• [Exercícios propostos]:
- 1) Responda às perguntas seguintes com base no texto sobre a ansiedade e as redes sociais nos jovens:
(a) Em que camada surgiu sobretudo a ansiedade generalizada?
(b) Que novas profissões surgiram nos últimos anos?
(c) Que patologia é dada como exemplo das que podem ser agravadas em jovens mais carentes emocionalmente?
- 2) Escreva a continuação do texto sobre a ansiedade e as redes sociais nos jovens, a partir da última frase apresentada.

Ansiedade e ataques de pânico
Passado estes dois anos e voltando à normalidade, começam a surgir as consequências da pandemia a nível social. Surgiu, de forma transversal, uma ansiedade generalizada, desde ataques de pânico a fobias sociais, sobretudo na camada adolescente. Para a psicóloga muitos jovens “deixaram de ter respostas adaptativas a situações comuns, tais como apresentar um trabalho à turma, um passeio escolar, uma discussão entre pares ou até lidar com uma nota que não coincidiu com a expectativa. O facto de passarem tanto tempo privados da socialização entres pares retirou-lhes as oportunidades que a vida proporciona de desenvolver respostas adaptativas aos problemas diários que vão surgindo”.
Nesse sentido, “trabalhei muito em clínica junto destas camadas mais jovens estratégias cognitivas e comportamentais para que o medo não tenha como resposta o evitamento nem despoletar sintomas de ansiedade”.
Redes sociais
Foi nesta altura também que as redes sociais assumiram um papel de grande relevância para os mais novos, pois, além de serem a melhor ferramenta para permitir o contacto entre amigos, foi através das redes sociais que os jovens encontraram uma forma de se expressarem.
Como tal, as redes sociais ganharam um maior peso e influência nas crianças e adolescentes e não é por acaso que, nos últimos anos, surgiram novas profissões, como influencer ou youtuber, e são vários já os jovens que definem querer como profissão no futuro uma delas.
“Contudo, nem sempre o que é exposto é real e, muitas vezes, o olhar para vidas perfeitas despoleta um sentimento de fracasso por não alcançarmos o mesmo. Sendo os adolescentes influenciáveis por natureza, ainda mais pode gerar essas emoções negativas que em jovens mais carentes emocionalmente podem ser agravantes de patologias, tais como a depressão”.

[Dados recolhidos]
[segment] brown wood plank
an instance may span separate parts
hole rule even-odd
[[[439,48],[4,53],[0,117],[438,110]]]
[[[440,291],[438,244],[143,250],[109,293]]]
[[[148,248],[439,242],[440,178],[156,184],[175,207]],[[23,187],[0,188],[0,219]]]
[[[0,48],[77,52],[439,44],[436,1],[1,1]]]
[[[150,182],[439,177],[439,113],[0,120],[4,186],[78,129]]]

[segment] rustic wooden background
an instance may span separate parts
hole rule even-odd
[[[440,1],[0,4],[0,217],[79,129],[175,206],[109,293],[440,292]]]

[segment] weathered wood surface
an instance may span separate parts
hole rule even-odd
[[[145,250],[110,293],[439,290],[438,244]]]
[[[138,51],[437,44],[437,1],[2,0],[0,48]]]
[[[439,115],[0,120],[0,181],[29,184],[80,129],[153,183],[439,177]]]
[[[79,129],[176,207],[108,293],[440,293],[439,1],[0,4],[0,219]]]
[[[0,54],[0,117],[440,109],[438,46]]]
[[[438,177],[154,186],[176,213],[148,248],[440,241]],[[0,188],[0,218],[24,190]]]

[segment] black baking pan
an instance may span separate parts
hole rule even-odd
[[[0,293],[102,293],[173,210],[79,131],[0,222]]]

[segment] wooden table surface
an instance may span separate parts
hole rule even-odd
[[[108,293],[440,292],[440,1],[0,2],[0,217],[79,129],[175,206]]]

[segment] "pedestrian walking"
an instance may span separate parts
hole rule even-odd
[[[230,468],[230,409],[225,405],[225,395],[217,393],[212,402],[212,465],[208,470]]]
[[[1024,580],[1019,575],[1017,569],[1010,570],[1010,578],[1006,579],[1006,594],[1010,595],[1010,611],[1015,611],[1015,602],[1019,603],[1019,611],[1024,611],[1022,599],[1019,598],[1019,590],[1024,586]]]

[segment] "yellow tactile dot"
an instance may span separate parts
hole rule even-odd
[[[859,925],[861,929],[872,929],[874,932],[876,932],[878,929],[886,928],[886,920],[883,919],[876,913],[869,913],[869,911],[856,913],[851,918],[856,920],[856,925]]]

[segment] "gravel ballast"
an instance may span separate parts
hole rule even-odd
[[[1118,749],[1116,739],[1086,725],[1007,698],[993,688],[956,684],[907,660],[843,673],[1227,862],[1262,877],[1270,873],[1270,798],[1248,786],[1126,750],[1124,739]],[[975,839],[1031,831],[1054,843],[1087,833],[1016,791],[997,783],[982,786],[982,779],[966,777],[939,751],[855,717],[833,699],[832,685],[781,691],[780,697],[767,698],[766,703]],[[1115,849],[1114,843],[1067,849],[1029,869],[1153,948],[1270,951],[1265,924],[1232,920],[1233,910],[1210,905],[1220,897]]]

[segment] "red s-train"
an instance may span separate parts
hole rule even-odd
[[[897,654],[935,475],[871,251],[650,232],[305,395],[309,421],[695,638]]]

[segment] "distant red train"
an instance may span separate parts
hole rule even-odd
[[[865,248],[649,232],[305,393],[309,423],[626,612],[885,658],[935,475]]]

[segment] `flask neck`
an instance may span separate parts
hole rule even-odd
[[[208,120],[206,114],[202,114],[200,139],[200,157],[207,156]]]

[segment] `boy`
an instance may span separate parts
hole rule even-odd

• [Respostas por tarefa]:
- 1)
(a) Na camada adolescente.
(b) Influencer e youtuber.
(c) A depressão.

- 2)
As camadas mais jovens aprendem e funcionam por imitação e são expostas nas redes sociais comportamentos desviantes que levam à imitação dos mesmos. Este é um fator muito importante que todos os pais devem ter atenção e devem recorrer a ajuda de profissionais, desde ao psicólogo da escola, médico de família ou psicólogo privado, de forma a evitar tragédias maiores“, como as que, infelizmente foram já noticiadas.“
Susana Melo, psicóloga
O futuro
Claro que todas estas mudanças terão impacto nos futuros adultos, mas nem todos passaram pelo mesmo processo, pelo que uns terão mais resiliência que outros, uns suportes familiares mais equilibrados e todos estes fatores fazem a diferença no processo de crescimento.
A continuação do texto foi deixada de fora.